Page ::
=====
Assez bien dit, et je partage votre point de vue.
Cependant, la 1ere guerre a été un traumatisme dont on parle encore..... malgré les innombrables guerres anciennes qui avaient déjà provoqué des ravages et de nombreuses pertes, et surtout malgré les boucheries encore plus grandes de 39-45 (mais on peut trouver à cela comme explication: 1) finalement, la 2nde guerre est une continuation de la 1ere, 2) la France, exceptée la Normandie, a été beaucoup moins touchée).
Comment une société dite "avancée" comme celle de la Belle Epoque a-t-elle pu en arriver à sacrifier des générations entières d'hommes comme si c'était une sorte de "jeu"..... sans parler des souffrances atroces que beaucoup de rescapés ont subi (qui font de la mort presque une belle affaire en comparaison de ce qu'ont subi les gueules cassés, les grands blessés, les gazés, les traumatisés dont l'existence s'est réduit à l'ombre de ce qu'elle était....Etc)?
Qu'en 1914, les Etats majors n'aient pas saisi certains enjeux de la guerre industrielle, ok......... (ceci dit, une telle inconstance, une telle irresponsabilité quand on parle de la vie de centaines de milliers d'hommes pour la seule année 1914, sans compter toutes les autres vies brisées, de la famille, des mutilés....Etc, c'est déjà criminel). Mais que dire des offensives de Verdun, de la Somme, du Chemin des Dames, où là le commandement savait parfaitement à quoi les troupes s'exposaient? Y avait-il une telle panique, une telle angoisse, une telle impuissance chez les responsables militaires et politiques pour qu'après 3 ans de massacres quasi inutile, on ait encore cru en la percée miraculeuse? Comment pouvaient-ils dans cette situation se prévaloir d'une quelconque autorité? D'une quelconque légitimité? Comment une République a-t-elle pu ainsi laisser le sort de millions de ses citoyens dans les mains de quelques individus comme Nivelle ou Joffre, avec autorité pour les envoyer à la mort comme bon leur semblait?
Le temps long, sur des questions si vastes, est toujours intéressant.
La guerre se pratique par toutes les sociétés humaines: des chasseurs cueilleurs dit primitifs aux société post industrielles telle que la nôtre.
A l'origine, il s'agit de conflits tribaux souvent très peu meurtriers (j'ai en mémoire des textes évoquant certaines guerres entre indiens où le but est de "marquer un coup", y compris humilier un adversaire en le touchant de façon non léthale), surtout parce que les effectifs engagés sont très faibles et qu'on ne peut se permettre de sacrifier trop de monde. La guerre a en outre probablement très tôt des connotations mystiques (rite de passage, jugement divin....Etc) et sociales (les hiérarchies s'y décident).
=====
Extraits d'un jeu de données d'annotation par points:
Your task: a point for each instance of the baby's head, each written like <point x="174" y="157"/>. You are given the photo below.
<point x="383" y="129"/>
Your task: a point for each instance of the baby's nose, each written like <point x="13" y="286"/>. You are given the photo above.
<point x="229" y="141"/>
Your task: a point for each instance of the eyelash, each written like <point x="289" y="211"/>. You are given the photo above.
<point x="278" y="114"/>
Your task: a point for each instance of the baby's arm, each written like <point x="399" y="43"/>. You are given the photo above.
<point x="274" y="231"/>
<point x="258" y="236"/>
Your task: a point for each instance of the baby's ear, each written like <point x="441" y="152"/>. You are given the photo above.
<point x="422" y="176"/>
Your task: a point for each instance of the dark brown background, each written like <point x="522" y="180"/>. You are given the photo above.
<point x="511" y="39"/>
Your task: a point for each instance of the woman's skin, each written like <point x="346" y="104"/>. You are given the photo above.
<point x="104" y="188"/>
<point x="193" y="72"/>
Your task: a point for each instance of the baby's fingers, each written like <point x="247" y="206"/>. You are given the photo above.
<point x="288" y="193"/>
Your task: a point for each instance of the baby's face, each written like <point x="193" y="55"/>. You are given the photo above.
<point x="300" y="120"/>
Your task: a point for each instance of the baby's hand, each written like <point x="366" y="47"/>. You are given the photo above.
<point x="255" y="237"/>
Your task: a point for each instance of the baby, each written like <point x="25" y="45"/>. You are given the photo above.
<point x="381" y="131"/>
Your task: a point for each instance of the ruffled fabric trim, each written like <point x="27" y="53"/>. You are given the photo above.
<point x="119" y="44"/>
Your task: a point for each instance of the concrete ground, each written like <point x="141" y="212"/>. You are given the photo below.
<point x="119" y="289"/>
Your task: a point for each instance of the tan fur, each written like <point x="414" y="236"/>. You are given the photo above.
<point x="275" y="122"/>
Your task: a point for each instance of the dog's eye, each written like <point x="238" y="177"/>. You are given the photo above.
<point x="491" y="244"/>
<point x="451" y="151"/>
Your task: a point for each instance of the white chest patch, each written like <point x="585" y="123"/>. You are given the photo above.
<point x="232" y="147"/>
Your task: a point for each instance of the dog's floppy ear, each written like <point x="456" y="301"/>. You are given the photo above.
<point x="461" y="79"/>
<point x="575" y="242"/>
=====
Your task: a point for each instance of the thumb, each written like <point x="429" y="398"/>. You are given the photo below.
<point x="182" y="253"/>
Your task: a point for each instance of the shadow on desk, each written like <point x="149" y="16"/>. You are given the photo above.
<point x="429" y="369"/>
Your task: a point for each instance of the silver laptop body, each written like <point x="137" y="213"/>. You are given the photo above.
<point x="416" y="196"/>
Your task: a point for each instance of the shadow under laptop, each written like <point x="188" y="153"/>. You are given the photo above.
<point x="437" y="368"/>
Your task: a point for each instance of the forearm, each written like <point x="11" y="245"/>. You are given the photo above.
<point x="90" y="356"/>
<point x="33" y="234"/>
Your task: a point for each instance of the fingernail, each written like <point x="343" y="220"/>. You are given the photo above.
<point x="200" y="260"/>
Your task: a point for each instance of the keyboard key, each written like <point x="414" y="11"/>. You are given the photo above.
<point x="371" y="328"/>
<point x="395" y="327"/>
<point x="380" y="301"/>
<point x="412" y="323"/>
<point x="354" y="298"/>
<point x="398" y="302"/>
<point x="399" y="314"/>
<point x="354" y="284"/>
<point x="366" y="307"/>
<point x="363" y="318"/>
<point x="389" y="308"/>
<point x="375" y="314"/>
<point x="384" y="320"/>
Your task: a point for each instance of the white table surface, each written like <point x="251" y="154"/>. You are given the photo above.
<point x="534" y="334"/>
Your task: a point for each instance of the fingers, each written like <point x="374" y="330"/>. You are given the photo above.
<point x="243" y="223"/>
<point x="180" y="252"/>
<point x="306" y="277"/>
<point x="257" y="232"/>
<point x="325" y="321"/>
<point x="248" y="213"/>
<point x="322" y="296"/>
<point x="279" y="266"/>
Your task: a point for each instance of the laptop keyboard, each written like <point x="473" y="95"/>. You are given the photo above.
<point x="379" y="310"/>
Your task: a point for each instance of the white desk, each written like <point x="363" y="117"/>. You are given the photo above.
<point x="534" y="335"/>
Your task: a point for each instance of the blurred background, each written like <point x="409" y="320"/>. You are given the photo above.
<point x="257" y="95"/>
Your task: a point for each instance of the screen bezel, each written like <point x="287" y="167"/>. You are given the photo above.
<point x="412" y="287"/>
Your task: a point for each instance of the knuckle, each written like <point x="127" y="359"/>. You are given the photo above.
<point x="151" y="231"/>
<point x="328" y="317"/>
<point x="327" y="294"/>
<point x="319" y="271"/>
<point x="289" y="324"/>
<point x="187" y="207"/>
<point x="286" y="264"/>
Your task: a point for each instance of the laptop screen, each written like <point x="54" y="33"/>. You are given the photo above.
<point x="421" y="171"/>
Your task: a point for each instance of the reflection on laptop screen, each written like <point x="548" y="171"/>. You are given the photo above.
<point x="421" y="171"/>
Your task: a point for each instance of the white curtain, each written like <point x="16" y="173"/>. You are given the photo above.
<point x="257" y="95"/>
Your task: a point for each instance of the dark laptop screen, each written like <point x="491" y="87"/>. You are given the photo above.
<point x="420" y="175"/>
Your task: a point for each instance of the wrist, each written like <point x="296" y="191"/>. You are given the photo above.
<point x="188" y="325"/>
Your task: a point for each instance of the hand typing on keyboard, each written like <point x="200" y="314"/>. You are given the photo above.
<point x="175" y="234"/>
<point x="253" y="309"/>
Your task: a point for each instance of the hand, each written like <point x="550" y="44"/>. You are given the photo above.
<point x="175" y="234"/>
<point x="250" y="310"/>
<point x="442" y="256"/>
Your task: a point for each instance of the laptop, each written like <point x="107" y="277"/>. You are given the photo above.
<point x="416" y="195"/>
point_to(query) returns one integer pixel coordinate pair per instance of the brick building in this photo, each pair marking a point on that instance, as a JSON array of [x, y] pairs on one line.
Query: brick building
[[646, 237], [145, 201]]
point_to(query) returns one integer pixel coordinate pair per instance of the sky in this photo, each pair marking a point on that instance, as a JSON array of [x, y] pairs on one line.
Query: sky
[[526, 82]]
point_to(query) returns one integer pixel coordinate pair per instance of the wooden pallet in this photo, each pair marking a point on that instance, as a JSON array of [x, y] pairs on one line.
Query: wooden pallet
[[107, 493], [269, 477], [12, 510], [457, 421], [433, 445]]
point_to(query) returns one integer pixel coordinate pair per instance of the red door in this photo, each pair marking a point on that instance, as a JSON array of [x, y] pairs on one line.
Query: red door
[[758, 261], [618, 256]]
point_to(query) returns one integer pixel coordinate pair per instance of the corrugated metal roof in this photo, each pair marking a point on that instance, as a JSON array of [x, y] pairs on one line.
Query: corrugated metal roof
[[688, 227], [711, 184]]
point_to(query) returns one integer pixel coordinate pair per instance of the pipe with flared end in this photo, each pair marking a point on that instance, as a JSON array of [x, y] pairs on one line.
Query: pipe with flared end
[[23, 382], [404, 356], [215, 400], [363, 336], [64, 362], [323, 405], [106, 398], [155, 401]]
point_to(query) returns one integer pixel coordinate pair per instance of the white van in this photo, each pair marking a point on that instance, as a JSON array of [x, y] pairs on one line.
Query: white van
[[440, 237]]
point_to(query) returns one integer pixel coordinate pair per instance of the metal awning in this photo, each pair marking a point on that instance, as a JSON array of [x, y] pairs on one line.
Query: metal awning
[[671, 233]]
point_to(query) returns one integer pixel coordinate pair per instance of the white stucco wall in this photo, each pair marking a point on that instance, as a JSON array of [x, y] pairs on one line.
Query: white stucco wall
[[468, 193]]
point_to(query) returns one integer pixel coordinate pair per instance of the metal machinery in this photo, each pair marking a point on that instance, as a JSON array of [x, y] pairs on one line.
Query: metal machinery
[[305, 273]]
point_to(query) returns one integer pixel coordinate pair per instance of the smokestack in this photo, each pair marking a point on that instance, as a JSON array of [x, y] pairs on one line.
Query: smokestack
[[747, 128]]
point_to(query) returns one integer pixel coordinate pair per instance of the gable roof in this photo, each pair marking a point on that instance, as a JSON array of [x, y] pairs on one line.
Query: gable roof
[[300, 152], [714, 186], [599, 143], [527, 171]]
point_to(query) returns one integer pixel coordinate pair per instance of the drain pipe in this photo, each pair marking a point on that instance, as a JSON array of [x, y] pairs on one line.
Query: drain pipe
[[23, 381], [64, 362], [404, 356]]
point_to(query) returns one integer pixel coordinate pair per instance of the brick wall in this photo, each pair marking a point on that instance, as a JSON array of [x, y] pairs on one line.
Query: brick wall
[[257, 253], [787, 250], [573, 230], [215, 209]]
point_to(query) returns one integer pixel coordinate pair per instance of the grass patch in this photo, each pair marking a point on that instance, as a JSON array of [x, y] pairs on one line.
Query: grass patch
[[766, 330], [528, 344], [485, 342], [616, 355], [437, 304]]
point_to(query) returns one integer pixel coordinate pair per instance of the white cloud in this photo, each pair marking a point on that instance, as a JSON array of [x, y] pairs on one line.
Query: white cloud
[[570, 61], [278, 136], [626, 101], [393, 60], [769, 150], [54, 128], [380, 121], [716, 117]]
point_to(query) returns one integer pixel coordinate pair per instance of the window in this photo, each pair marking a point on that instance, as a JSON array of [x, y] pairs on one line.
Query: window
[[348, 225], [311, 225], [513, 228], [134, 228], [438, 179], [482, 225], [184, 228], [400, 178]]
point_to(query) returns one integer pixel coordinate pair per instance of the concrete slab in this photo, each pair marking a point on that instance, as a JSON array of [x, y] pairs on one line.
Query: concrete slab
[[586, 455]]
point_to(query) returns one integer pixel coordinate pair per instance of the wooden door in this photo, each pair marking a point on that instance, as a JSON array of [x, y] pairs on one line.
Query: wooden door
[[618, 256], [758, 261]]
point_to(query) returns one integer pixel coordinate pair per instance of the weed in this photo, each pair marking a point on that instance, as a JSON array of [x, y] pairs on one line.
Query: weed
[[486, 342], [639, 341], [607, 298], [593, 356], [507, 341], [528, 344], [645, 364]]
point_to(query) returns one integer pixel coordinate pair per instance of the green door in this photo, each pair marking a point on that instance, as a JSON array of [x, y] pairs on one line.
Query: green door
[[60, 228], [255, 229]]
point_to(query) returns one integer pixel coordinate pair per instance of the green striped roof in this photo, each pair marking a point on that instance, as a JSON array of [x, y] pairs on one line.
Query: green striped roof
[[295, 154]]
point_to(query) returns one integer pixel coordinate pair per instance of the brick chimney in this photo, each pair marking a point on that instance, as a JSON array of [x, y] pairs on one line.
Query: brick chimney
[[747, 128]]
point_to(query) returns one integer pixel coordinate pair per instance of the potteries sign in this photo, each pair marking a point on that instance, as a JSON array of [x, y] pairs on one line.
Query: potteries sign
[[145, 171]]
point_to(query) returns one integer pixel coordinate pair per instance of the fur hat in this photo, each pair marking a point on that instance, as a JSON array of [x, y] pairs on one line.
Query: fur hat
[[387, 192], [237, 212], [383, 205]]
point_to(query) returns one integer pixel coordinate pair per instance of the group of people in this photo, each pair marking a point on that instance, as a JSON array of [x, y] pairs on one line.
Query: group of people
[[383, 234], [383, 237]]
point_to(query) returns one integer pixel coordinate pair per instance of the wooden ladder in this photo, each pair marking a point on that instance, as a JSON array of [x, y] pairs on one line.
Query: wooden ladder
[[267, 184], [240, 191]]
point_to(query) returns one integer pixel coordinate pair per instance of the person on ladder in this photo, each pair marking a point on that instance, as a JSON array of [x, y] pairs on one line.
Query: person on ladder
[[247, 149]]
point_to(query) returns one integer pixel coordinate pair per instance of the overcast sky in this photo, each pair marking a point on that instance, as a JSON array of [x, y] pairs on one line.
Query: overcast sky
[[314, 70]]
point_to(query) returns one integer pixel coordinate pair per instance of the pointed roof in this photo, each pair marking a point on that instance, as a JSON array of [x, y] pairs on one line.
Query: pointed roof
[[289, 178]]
=====
Vos consignes :: Pourriez-vous recopier tout le passage de la page qui va de « La guerre se » jusqu'à « hiérarchies s'y décident). », en substituant « peuples nomades » à « chasseurs cueilleurs » ? Les données ci-dessus ne sont pas nécessaires.

Réponse correcte ::
La guerre se pratique par toutes les sociétés humaines: des peuples nomades dit primitifs aux société post industrielles telle que la nôtre.
A l'origine, il s'agit de conflits tribaux souvent très peu meurtriers (j'ai en mémoire des textes évoquant certaines guerres entre indiens où le but est de "marquer un coup", y compris humilier un adversaire en le touchant de façon non léthale), surtout parce que les effectifs engagés sont très faibles et qu'on ne peut se permettre de sacrifier trop de monde. La guerre a en outre probablement très tôt des connotations mystiques (rite de passage, jugement divin....Etc) et sociales (les hiérarchies s'y décident).